Lay out the stretch from the start of the items through the line containing "[0,306,98,450]" as a Markdown table with the columns Row and Line, numbering each row and skipping blank lines. Leave the pictures out.

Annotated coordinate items
* * *
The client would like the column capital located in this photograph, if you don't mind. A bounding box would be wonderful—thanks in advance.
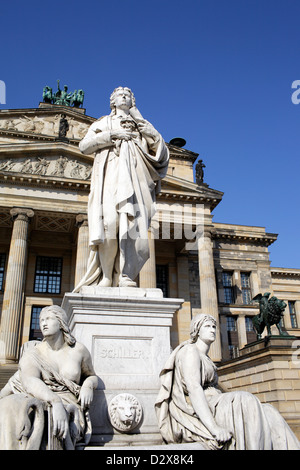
[203,227,216,239]
[10,207,34,222]
[75,214,88,227]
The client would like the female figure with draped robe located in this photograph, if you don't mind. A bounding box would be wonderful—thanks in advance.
[155,314,300,450]
[0,306,98,450]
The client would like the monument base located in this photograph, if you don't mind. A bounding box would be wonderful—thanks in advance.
[62,286,183,446]
[218,336,300,440]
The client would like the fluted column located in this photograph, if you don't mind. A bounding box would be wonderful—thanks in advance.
[0,208,34,362]
[75,214,89,286]
[139,228,156,289]
[198,229,222,361]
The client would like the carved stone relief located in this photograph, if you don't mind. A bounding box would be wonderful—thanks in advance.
[0,114,89,140]
[108,393,143,433]
[0,156,92,180]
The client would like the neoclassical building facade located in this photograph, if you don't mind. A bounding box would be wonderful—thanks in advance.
[0,103,300,362]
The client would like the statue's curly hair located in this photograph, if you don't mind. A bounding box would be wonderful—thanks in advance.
[190,313,217,343]
[40,305,76,346]
[110,86,135,115]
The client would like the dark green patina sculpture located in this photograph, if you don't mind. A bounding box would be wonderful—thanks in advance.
[252,292,289,339]
[43,80,84,108]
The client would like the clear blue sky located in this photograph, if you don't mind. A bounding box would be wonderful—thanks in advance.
[0,0,300,268]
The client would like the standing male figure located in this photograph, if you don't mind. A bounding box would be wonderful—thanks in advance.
[75,87,169,292]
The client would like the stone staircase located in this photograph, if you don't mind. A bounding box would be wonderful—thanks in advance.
[0,364,18,390]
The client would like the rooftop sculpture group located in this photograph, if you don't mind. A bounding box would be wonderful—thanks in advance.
[43,80,84,108]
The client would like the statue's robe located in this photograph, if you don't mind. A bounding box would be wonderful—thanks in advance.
[0,347,92,450]
[74,115,169,292]
[155,340,300,450]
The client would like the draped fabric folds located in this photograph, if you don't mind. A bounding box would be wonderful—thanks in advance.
[155,340,300,450]
[74,116,169,292]
[0,347,92,450]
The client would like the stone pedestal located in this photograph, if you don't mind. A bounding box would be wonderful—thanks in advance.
[62,287,183,446]
[218,336,300,440]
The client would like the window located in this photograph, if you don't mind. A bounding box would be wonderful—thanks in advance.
[34,256,62,294]
[288,300,298,328]
[156,264,169,297]
[245,317,257,343]
[0,253,6,291]
[241,273,252,305]
[222,271,235,304]
[226,316,239,359]
[29,305,44,341]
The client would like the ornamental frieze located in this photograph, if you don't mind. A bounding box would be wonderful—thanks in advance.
[0,114,89,140]
[0,156,92,180]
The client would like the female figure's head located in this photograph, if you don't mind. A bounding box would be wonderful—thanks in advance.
[40,305,76,346]
[190,313,217,344]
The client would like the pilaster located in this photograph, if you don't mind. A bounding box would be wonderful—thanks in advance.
[0,208,34,362]
[198,229,222,362]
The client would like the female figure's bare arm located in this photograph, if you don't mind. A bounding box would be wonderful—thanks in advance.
[19,354,69,438]
[77,343,98,409]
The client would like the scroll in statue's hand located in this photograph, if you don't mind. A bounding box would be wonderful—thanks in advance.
[138,119,158,139]
[110,129,133,141]
[213,426,232,443]
[79,385,94,410]
[52,402,69,439]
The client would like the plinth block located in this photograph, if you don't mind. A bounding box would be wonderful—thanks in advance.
[62,287,183,445]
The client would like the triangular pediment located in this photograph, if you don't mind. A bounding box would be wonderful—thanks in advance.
[0,103,95,144]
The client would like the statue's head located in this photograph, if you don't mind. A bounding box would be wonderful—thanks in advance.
[40,305,76,346]
[190,313,217,343]
[110,86,135,114]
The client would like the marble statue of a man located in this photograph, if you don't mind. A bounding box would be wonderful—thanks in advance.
[75,87,169,292]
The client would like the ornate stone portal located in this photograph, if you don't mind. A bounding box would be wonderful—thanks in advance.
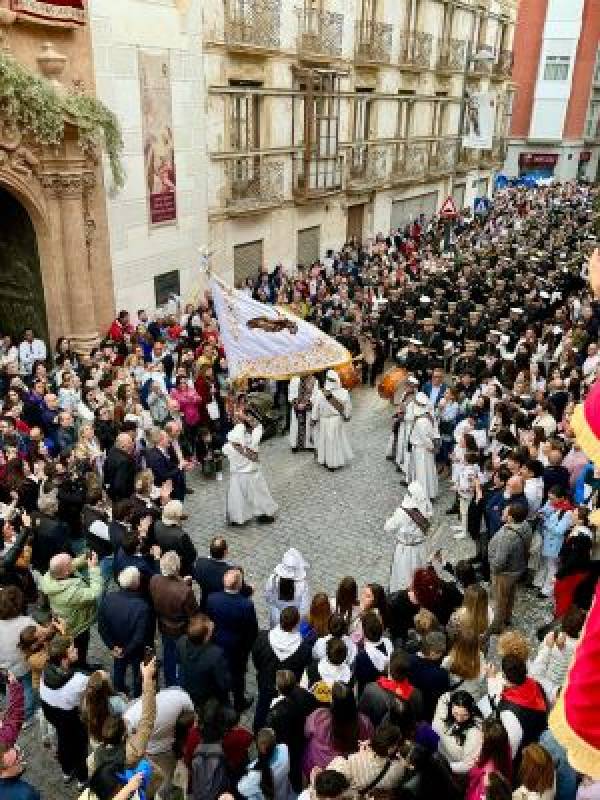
* * *
*Answer to this task*:
| Row | Line |
|---|---|
| 1 | The client would like the column capital located in this photograph, if you don't mind. A bounding box would be wonderful—thanks in advance. |
| 2 | [203,227,216,239] |
| 3 | [10,207,34,222] |
| 4 | [75,214,88,227] |
| 5 | The client would like the female figure with draped robe located in this photograph, if you don't mind. A bounding box would be wonderful—thanks in advance. |
| 6 | [155,314,300,450] |
| 7 | [0,306,98,450] |